== HOW TO COMPLETE THIS TASK ==
Please reproduce the following records exactly, with nothing omitted.

== Referring expression data ==
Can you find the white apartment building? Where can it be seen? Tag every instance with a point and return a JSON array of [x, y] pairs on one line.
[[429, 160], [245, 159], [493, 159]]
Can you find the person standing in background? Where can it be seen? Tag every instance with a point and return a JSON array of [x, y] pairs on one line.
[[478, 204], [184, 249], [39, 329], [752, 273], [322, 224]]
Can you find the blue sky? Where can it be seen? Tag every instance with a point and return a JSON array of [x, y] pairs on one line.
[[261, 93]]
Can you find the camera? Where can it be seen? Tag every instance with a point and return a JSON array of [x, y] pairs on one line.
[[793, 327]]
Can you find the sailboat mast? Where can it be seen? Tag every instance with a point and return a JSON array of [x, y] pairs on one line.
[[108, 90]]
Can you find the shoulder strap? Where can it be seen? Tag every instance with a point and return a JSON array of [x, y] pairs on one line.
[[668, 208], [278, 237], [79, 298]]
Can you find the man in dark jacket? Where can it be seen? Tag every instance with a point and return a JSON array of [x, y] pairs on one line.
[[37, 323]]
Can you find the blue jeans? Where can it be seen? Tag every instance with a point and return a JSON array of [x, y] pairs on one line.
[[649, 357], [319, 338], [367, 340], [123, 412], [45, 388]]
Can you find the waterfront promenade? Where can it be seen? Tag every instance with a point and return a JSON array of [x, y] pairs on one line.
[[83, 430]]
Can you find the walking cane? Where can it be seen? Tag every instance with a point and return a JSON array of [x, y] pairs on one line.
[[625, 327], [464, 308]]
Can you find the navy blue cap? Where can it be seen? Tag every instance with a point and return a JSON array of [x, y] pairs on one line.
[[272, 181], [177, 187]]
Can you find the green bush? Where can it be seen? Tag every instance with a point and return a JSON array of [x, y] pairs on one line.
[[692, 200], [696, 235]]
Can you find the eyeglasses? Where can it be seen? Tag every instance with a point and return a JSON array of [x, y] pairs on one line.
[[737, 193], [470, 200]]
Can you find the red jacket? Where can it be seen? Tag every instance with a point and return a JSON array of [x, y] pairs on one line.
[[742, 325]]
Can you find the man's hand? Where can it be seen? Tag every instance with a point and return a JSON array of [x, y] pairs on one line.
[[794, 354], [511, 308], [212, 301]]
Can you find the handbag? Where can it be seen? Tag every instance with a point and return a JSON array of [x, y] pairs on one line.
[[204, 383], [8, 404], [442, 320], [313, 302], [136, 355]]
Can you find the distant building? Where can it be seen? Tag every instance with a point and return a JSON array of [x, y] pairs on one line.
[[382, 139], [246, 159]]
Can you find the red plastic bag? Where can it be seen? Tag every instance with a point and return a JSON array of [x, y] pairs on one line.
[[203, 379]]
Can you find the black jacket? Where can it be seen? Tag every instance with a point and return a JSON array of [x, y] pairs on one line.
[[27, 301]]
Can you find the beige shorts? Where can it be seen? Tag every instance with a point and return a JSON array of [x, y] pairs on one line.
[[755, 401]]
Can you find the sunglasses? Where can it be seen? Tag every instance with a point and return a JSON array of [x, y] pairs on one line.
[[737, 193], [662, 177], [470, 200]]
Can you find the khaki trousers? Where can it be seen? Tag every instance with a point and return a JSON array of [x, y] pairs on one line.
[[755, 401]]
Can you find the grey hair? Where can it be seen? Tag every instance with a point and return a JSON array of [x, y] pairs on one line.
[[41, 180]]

== EXERCISE SOLUTION ==
Can you find the white apartment building? Where can it be seen? Tag every instance with a point and return a JSON array of [x, y] pairs on one line.
[[429, 160], [245, 159], [493, 159]]
Can you find the person standing in background? Where can it be seen? Tag every instance with a point and return a JSON array of [x, y] pairs on one line.
[[478, 204], [184, 249], [39, 329], [752, 273], [322, 224]]
Can you find the blue sky? Where can it be seen? Tag every instance with a point and return a JSON array of [x, y] pairs on one line.
[[261, 93]]
Can you find the camera? Where can it be seen? Tag every instance with a point and return a JSON array of [x, y] pairs on one line.
[[793, 327]]
Can you find the sailboat mast? Where can it be seen? Tag every instance with a point and return a JSON array of [x, y] pairs on one line.
[[108, 90]]
Can you find the shoulder strap? Where can it be seen? Tag every instance with a point and return a JSON array of [x, y] pairs on one line.
[[668, 208], [278, 237], [79, 298]]
Can you find the man in dark jacket? Where can it be seen? Tag every instance with a point and return a JSON array of [x, y] pairs on one line.
[[37, 323]]
Can you find the blue jeans? Where can it be seen? Tag every instance with a point and return a JSON array of [x, y] pairs on one line.
[[649, 357], [319, 338], [367, 340], [123, 412], [45, 388]]
Can you find the waterfront promenade? Where can it be seen? Tag every instance with a point and return a JSON array of [x, y] pairs on one line.
[[83, 430]]
Can you find the walking cane? Where can it be seen? Tag every instance with a point and return a JSON array of [x, y] pairs on one line.
[[625, 327], [464, 308]]
Can you find the navy blue cap? Where can it be seen? Tag every instance with a point and return a JSON array of [x, y] pairs on one line.
[[272, 181], [177, 187]]
Can you find the green bush? Where can it be seen? Tag every instance with a point and return a JSON array of [x, y] pairs on one line.
[[692, 200], [696, 235]]
Can you find the eyeglasses? Where can it be seen? Tag every instance with a point and return a JSON array of [x, y] pairs on one line.
[[737, 193], [470, 200]]
Can you find the red jacket? Where can it be seen? Tag every instance with a point and return a JSON array of [x, y] pairs on one line.
[[742, 325]]
Can you find the man's hand? Where can it be seen? Tag every instance with a point and return a JSON array of [x, y] pairs on one line.
[[794, 354], [511, 308], [212, 301]]
Can you find the handbag? Where can it be seen? Tag every instance with a point and return a JSON array of [x, y] pairs on one line.
[[204, 383], [8, 404], [442, 320], [313, 302], [136, 355]]
Can you find the distant building? Where can it be seen? Tag every instance with a point and return a JSON array of [x, y] pairs on one line.
[[382, 139], [246, 159]]
Can you find the red plastic bag? Where can it be seen? Tag every instance with a point and return a JSON array of [x, y] pairs on one line.
[[203, 379]]
Can you find the black jacket? Where can it be seen? Tag every instance with a point and return a JSON array of [x, y] pairs on one line.
[[27, 301]]
Can you find the beige shorts? Where can it be seen? Tag every instance with a point and return a JSON array of [x, y] pairs on one line.
[[755, 401]]
Can you find the sunglasses? Where can it be seen? Tag every instance with a point and return a JSON array of [x, y] pairs on one line.
[[737, 193], [662, 177], [470, 200]]
Can you find the khaki trousers? Where can it be seen? Tag every instance with a point and return a JSON array of [x, y] pairs on one line.
[[755, 401]]
Can you find the grey hair? Where can it be seen? Tag every instance with a point and return a JSON array of [x, y] pairs on one line.
[[41, 180]]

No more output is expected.